OBJECTIVE
Arrange the lines below as a JSON list of strings, with one string per line and any blank lines omitted.

Stored items from a collection:

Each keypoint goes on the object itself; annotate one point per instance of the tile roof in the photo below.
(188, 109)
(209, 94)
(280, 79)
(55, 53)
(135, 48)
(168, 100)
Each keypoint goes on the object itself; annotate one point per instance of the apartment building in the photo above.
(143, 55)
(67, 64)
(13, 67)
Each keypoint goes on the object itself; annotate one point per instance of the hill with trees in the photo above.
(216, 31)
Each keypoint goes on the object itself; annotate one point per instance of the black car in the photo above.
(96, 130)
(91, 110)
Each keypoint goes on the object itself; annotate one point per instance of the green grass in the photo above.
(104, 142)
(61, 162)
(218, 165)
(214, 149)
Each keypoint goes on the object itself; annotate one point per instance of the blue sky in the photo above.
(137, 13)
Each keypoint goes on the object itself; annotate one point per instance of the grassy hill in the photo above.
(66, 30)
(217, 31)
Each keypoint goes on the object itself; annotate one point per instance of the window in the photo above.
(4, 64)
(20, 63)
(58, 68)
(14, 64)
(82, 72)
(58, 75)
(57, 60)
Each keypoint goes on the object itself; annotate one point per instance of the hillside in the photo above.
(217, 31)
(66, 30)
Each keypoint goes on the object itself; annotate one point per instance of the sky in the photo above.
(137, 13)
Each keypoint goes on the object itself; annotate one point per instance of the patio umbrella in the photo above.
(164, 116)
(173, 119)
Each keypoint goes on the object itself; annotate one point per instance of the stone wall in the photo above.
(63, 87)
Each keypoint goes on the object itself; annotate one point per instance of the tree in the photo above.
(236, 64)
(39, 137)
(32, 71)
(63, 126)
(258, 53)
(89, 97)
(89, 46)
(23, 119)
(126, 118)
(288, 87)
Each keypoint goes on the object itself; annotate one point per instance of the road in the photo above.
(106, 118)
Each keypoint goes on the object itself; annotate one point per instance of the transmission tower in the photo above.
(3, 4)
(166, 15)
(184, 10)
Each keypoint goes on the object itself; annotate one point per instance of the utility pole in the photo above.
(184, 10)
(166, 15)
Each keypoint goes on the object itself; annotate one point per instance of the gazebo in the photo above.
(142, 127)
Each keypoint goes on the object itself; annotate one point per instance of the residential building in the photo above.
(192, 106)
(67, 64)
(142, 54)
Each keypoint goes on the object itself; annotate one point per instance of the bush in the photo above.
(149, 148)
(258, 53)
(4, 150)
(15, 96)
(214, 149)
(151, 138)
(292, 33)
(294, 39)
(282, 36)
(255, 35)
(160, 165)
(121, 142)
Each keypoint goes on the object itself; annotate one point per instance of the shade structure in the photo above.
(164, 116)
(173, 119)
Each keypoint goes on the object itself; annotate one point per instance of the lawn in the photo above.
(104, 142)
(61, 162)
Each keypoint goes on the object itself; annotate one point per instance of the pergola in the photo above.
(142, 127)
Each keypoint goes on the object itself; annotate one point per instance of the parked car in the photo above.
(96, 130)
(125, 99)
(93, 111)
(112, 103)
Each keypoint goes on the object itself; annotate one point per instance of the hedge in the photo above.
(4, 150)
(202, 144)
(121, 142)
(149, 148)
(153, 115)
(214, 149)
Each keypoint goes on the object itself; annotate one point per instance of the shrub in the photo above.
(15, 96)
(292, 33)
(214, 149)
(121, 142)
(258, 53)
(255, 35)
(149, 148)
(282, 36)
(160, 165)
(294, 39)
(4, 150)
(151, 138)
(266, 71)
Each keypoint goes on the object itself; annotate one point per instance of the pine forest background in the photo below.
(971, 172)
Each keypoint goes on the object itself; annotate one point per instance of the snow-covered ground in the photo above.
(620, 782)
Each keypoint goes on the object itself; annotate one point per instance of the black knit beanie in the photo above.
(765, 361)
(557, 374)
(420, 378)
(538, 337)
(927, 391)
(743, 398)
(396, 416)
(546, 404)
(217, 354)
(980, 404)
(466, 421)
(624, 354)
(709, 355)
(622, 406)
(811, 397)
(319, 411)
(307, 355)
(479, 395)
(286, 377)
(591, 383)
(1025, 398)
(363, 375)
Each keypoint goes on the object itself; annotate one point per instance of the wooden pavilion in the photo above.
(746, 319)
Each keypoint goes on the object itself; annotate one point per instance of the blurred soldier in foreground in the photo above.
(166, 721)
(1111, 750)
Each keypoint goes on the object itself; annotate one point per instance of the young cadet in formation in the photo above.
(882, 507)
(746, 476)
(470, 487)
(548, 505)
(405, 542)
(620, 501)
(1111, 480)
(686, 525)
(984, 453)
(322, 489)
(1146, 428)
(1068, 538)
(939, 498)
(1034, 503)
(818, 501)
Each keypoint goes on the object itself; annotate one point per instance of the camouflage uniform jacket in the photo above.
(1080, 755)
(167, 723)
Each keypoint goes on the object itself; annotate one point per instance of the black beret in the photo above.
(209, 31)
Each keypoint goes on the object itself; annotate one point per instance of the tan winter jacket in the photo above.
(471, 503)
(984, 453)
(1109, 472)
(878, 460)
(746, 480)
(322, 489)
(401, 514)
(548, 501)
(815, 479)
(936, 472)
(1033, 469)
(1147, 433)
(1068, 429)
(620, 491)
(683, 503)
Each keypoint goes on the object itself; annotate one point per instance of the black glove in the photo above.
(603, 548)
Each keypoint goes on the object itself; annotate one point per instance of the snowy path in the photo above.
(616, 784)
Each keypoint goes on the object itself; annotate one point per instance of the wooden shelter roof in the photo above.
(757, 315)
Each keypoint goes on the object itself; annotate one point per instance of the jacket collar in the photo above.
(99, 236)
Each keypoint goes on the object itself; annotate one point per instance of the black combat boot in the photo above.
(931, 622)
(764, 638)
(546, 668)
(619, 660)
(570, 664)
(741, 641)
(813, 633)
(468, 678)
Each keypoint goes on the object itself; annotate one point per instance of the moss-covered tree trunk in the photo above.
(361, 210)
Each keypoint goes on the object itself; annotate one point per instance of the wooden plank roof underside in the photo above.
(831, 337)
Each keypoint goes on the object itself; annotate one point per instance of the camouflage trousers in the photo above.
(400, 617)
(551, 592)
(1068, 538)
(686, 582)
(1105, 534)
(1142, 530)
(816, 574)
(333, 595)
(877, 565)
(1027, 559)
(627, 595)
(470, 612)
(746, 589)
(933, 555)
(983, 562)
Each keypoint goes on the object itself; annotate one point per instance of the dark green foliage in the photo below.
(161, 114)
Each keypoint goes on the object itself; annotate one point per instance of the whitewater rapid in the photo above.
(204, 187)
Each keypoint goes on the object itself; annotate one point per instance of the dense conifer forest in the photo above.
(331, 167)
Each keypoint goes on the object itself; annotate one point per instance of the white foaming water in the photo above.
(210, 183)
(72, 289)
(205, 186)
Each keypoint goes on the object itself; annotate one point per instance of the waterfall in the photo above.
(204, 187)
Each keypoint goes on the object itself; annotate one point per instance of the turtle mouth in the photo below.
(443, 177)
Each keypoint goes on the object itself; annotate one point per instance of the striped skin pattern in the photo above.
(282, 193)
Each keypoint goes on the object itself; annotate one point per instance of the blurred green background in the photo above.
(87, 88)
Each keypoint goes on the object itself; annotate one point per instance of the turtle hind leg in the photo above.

WRITTEN SOLUTION
[
  "Each keypoint goes on the object itself; annotate one point per instance of the tile roof in the photo below.",
  "(188, 109)",
  "(209, 94)",
  "(280, 79)",
  "(55, 53)",
  "(135, 48)",
  "(168, 100)",
  "Each keypoint goes on the object itself; annotate one point per instance of the apartment building in the photo above.",
  "(143, 55)",
  "(67, 64)",
  "(13, 67)",
  "Each keypoint goes on the object itself; annotate one point per instance of the hill with trees in the photo above.",
  "(216, 31)",
  "Each keypoint goes on the object itself; annotate one point per instance of the black car in the photo above.",
  "(96, 130)",
  "(91, 110)",
  "Each keypoint goes on the object itself; annotate one point per instance of the green grass in the photo above.",
  "(104, 142)",
  "(61, 162)",
  "(218, 165)",
  "(214, 149)",
  "Each keypoint goes on the object itself; annotate one point per instance of the blue sky in the photo above.",
  "(137, 13)",
  "Each keypoint goes on the object itself; annotate one point per instance of the grassy hill in the photo above.",
  "(66, 30)",
  "(217, 31)",
  "Each keypoint goes on the object itself; annotate one point per instance of the window in the photo above.",
  "(4, 64)",
  "(20, 63)",
  "(58, 68)",
  "(14, 64)",
  "(82, 72)",
  "(58, 75)",
  "(57, 60)",
  "Each keypoint goes on the object itself; annotate one point per instance of the hillside in the photo above.",
  "(217, 31)",
  "(66, 30)",
  "Each keypoint goes on the object itself; annotate one point per instance of the sky in the photo above.",
  "(137, 13)",
  "Each keypoint goes on the object itself; annotate one point per instance of the patio umbrella in the photo above.",
  "(164, 116)",
  "(173, 119)",
  "Each keypoint goes on the object itself; annotate one point per instance of the stone wall in the photo above.",
  "(63, 87)",
  "Each keypoint goes on the object itself; annotate one point per instance of the tree in the photo above.",
  "(236, 64)",
  "(39, 137)",
  "(32, 71)",
  "(63, 126)",
  "(258, 53)",
  "(89, 97)",
  "(89, 46)",
  "(23, 119)",
  "(126, 118)",
  "(288, 87)",
  "Each keypoint goes on the object itself; annotate one point per instance of the road in the photo above.",
  "(106, 118)",
  "Each keypoint goes on the object itself; annotate one point per instance of the transmission tower in the photo above.",
  "(3, 4)",
  "(166, 15)",
  "(184, 10)",
  "Each keypoint goes on the object itself; annotate one point per instance of the utility pole in the photo above.",
  "(184, 10)",
  "(166, 15)",
  "Each keypoint goes on the object itself; annotate one point per instance of the gazebo in the photo above.",
  "(142, 127)",
  "Each keypoint goes on the object itself; annotate one point per instance of the residential building in the photo above.",
  "(192, 106)",
  "(67, 64)",
  "(142, 54)",
  "Each keypoint goes on the object itself; annotate one point per instance of the bush in the photo above.",
  "(149, 148)",
  "(258, 53)",
  "(4, 150)",
  "(15, 96)",
  "(214, 149)",
  "(151, 138)",
  "(292, 33)",
  "(294, 39)",
  "(282, 36)",
  "(255, 35)",
  "(160, 165)",
  "(121, 142)",
  "Each keypoint goes on the object itself; annotate one point per instance of the shade structure in the photo above.",
  "(164, 116)",
  "(173, 119)",
  "Each keypoint goes on the object itself; annotate one point per instance of the lawn in the photo above.",
  "(104, 142)",
  "(61, 162)",
  "Each keypoint goes on the object itself; annotate one point per instance of the pergola in the photo above.",
  "(142, 127)",
  "Each keypoint goes on the object itself; annotate one point per instance of the parked car in the photo above.",
  "(96, 130)",
  "(125, 99)",
  "(93, 111)",
  "(112, 103)",
  "Each keypoint goes on the object itself; annotate one point per instance of the hedge in the photo above.",
  "(4, 150)",
  "(202, 144)",
  "(121, 142)",
  "(149, 148)",
  "(153, 115)",
  "(214, 149)",
  "Each keypoint goes on the object itself; annotate one point per instance of the shrub in the photo above.",
  "(15, 96)",
  "(292, 33)",
  "(214, 149)",
  "(121, 142)",
  "(258, 53)",
  "(255, 35)",
  "(149, 148)",
  "(282, 36)",
  "(160, 165)",
  "(294, 39)",
  "(4, 150)",
  "(151, 138)",
  "(266, 71)",
  "Each keypoint goes on the object itself; annotate one point per instance of the pine forest background in the photo below.",
  "(971, 172)",
  "Each keypoint goes on the object itself; annotate one point per instance of the snow-covered ground in the photo above.",
  "(620, 782)",
  "Each keypoint goes on the object itself; annotate one point per instance of the black knit beanie in the photo above.",
  "(765, 361)",
  "(557, 374)",
  "(420, 378)",
  "(538, 337)",
  "(927, 391)",
  "(743, 398)",
  "(396, 416)",
  "(546, 404)",
  "(217, 354)",
  "(980, 404)",
  "(466, 421)",
  "(624, 354)",
  "(709, 355)",
  "(622, 406)",
  "(811, 397)",
  "(319, 411)",
  "(307, 355)",
  "(479, 395)",
  "(286, 377)",
  "(591, 383)",
  "(1025, 398)",
  "(363, 375)",
  "Each keypoint goes on the object itself; annotate one point per instance of the wooden pavilion in the photo above.",
  "(746, 319)",
  "Each keypoint goes on the object itself; annotate one point per instance of the blurred soldier in foreground in the photo above.",
  "(166, 721)",
  "(1111, 750)",
  "Each keypoint goes on the object itself; annotate one point per instance of the young cadet in formation in the photo above.",
  "(882, 507)",
  "(746, 476)",
  "(470, 487)",
  "(548, 505)",
  "(405, 542)",
  "(620, 501)",
  "(1111, 480)",
  "(686, 525)",
  "(984, 453)",
  "(322, 489)",
  "(1146, 428)",
  "(1068, 538)",
  "(939, 498)",
  "(1034, 503)",
  "(818, 501)",
  "Each keypoint goes on the object itself; annotate one point per instance of the camouflage uniform jacket in the photo above.",
  "(1080, 755)",
  "(167, 723)",
  "Each keypoint goes on the object itself; annotate one point per instance of the black beret in the photo above.",
  "(209, 31)",
  "Each keypoint goes on the object itself; annotate one point per instance of the tan winter jacket in the photo above.",
  "(471, 503)",
  "(984, 453)",
  "(1109, 472)",
  "(878, 460)",
  "(746, 480)",
  "(322, 489)",
  "(401, 514)",
  "(548, 501)",
  "(815, 479)",
  "(936, 472)",
  "(1033, 469)",
  "(1147, 433)",
  "(1068, 429)",
  "(620, 491)",
  "(683, 503)",
  "Each keypoint goes on the object itself; annotate one point per instance of the black glove in the photo above.",
  "(603, 548)",
  "Each keypoint goes on the object itself; annotate one point per instance of the snowy path in the photo above.",
  "(616, 784)",
  "Each keypoint goes on the object itself; annotate one point per instance of the wooden shelter roof in the photo above.",
  "(757, 315)",
  "Each keypoint goes on the object itself; annotate one point per instance of the jacket collar in the photo above.",
  "(99, 236)",
  "Each keypoint goes on the object itself; annotate one point per instance of the black combat boot in the photo above.",
  "(931, 622)",
  "(764, 638)",
  "(546, 668)",
  "(619, 660)",
  "(570, 664)",
  "(741, 641)",
  "(813, 633)",
  "(468, 678)",
  "Each keypoint goes on the object itself; annotate one point per instance of the moss-covered tree trunk in the photo above.",
  "(361, 210)",
  "Each keypoint goes on the object itself; annotate one point per instance of the wooden plank roof underside in the photo above.",
  "(831, 337)",
  "Each keypoint goes on the object itself; annotate one point per instance of the camouflage trousers in the photo above.",
  "(400, 617)",
  "(551, 592)",
  "(1068, 538)",
  "(686, 582)",
  "(1105, 534)",
  "(1142, 530)",
  "(816, 574)",
  "(333, 595)",
  "(877, 565)",
  "(1027, 559)",
  "(627, 595)",
  "(470, 612)",
  "(746, 589)",
  "(933, 555)",
  "(983, 562)",
  "Each keypoint goes on the object itself; annotate one point per instance of the dark green foliage in the photo below.",
  "(161, 114)",
  "Each keypoint goes on the object itself; annotate one point per instance of the whitewater rapid in the photo above.",
  "(204, 187)",
  "Each keypoint goes on the object itself; annotate one point per instance of the dense conifer forest in the photo above.",
  "(331, 167)",
  "Each keypoint goes on the object itself; annotate one point per instance of the white foaming water in the photo above.",
  "(210, 183)",
  "(72, 289)",
  "(205, 186)",
  "Each keypoint goes on the object itself; annotate one point per instance of the waterfall in the photo above.",
  "(204, 187)",
  "Each keypoint goes on the object itself; annotate one point per instance of the turtle mouth in the photo below.",
  "(443, 177)",
  "Each keypoint goes on the object itself; annotate one point per instance of the striped skin pattern in the photo above.",
  "(282, 193)",
  "Each keypoint goes on the object itself; annotate one point per instance of the blurred green background in the photo above.",
  "(87, 88)",
  "Each keypoint goes on the object itself; annotate one point per instance of the turtle hind leg in the photo above."
]